Article —
Rédigé par La rédaction du C3D, le 3 avril 2024

L’eau est un sujet d’une importance capitale. Cependant, l’eau est souvent reléguée au second plan. Découvrons ensemble les enjeux liés à l’eau et le rôle de l’entreprise pour refonder notre rapport à l’eau.

Charlène Descollonges, ingénieure hydrologue, experte des sujets de gestion stratégique et la gouvernance de l’eau pour les collectivités locales et cofondatrice de l’association Pour une Hydrologie Régénérative, nous a expliqué en quoi l’eau est la variable oubliée de l’économie, à l’occasion de la troisième édition du cycle de conférences Le Sens & L’Action du C3D.

Prélèvements et consommations d’eau douce en France

Tout d’abord, il est essentiel de souligner que seulement 3% de l’eau sur terre est de l’eau douce. Une grande partie de cette eau douce est sous état solide avec les calottes glaciaires et glaciers (68 %). Une partie non négligeable est sous état liquide avec les eaux souterraines (32 %). Cependant les sources d’eau douce de surface, comme les rivières et les lacs, représentent moins de 1% de la quantité totale d’eau. Une grande partie de l’eau douce est donc peu directement accessible.

Que représente le prélèvement de l’eau douce en France ? Sa consommation ? A noter, que l’eau prélevée comprend l’eau consommée et celle restituée au milieu naturel après son usage.

Exercices —
**1.** Pouvez-vous recopier le passage de l'article sur l'eau qui commence aux mots « Rédigé par La » et s'arrête après les mots « L’Action du C3D. » ?
**2.** Pourriez-vous reprendre l'article sur l'eau et en écrire la suite après sa dernière phrase ?

Données —
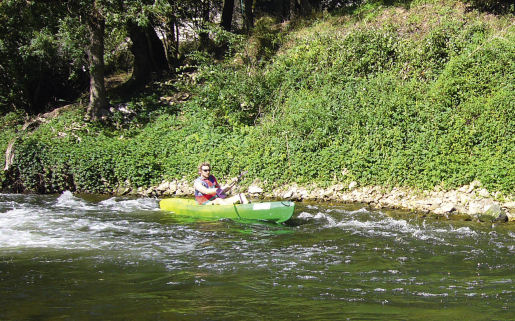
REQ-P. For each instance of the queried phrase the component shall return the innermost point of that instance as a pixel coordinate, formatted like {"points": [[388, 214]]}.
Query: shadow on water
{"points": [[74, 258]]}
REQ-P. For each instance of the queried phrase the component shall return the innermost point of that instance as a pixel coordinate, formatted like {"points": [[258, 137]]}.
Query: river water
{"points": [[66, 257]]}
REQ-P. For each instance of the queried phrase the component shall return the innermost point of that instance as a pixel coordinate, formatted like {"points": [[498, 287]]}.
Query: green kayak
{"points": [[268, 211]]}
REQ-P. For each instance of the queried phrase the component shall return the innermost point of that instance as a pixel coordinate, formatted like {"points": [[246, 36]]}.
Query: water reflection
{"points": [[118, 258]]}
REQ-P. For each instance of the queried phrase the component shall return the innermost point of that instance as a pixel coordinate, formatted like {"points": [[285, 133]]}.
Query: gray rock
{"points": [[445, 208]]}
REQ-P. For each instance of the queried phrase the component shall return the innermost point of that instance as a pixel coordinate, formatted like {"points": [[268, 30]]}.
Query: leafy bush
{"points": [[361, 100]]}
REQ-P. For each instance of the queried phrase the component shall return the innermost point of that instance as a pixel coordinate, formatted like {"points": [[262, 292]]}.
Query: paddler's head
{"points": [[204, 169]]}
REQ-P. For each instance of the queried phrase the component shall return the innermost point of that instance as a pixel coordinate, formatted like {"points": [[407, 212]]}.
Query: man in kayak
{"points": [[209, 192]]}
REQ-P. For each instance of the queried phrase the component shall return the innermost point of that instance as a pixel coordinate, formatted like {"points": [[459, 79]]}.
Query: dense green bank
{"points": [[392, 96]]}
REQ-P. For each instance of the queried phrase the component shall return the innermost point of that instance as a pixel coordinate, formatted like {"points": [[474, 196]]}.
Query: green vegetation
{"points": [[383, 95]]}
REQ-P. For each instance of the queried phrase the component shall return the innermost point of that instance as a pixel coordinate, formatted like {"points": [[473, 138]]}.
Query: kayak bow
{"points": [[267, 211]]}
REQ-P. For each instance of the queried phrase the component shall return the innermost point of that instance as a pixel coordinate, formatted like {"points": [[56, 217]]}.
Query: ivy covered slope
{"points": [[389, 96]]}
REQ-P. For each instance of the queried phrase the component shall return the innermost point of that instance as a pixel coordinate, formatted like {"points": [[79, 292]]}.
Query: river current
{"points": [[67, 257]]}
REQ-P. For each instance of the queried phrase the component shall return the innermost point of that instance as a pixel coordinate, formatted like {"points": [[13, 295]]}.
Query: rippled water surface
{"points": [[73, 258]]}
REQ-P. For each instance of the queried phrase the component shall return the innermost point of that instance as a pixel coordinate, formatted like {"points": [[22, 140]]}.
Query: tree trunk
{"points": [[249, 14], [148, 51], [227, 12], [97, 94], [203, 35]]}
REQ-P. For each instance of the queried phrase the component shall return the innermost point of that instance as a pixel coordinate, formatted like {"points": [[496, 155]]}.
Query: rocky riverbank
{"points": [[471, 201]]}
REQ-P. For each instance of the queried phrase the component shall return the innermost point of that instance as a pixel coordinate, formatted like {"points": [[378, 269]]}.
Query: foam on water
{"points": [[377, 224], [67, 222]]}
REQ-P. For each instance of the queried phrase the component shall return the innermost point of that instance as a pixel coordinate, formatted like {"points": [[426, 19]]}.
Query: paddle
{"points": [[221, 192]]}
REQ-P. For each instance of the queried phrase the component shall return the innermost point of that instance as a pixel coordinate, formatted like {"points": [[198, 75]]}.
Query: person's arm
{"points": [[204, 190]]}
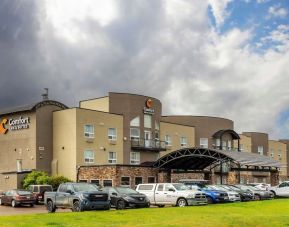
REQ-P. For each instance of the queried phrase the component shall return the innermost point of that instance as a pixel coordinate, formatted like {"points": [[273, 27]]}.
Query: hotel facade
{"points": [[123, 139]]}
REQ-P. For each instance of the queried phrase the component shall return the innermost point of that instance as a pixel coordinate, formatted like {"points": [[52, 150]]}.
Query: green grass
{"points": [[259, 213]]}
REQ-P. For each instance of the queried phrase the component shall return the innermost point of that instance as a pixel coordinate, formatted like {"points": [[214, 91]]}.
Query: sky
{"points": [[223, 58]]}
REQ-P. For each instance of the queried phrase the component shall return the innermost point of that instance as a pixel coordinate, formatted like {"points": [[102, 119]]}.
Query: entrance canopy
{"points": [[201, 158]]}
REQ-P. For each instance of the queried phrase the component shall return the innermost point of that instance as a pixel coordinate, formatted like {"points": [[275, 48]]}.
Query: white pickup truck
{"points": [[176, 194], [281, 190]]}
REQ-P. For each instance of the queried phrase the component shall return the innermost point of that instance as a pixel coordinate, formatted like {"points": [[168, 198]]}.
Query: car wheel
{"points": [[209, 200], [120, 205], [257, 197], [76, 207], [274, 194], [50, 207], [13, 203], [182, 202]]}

Corrigé —
**1.**
Rédigé par La rédaction du C3D, le 3 avril 2024

L’eau est un sujet d’une importance capitale. Cependant, l’eau est souvent reléguée au second plan. Découvrons ensemble les enjeux liés à l’eau et le rôle de l’entreprise pour refonder notre rapport à l’eau.

Charlène Descollonges, ingénieure hydrologue, experte des sujets de gestion stratégique et la gouvernance de l’eau pour les collectivités locales et cofondatrice de l’association Pour une Hydrologie Régénérative, nous a expliqué en quoi l’eau est la variable oubliée de l’économie, à l’occasion de la troisième édition du cycle de conférences Le Sens & L’Action du C3D.

**2.**
En France, l’eau prélevée représente 35 milliards de m3 par an. Plus de la moitié de l’eau douce (53 %) est prélevée pour la production d’énergie, principalement pour le refroidissement des centrales nucléaires. Ensuite, l’eau est prélevée pour la consommation domestique (16 %), les canaux (15,4 %), l’agriculture (8,5 %) et enfin l’industrie (7,1 %). Alors qu’au niveau mondial, le prélèvement principal de l’eau est dû à l’agriculture.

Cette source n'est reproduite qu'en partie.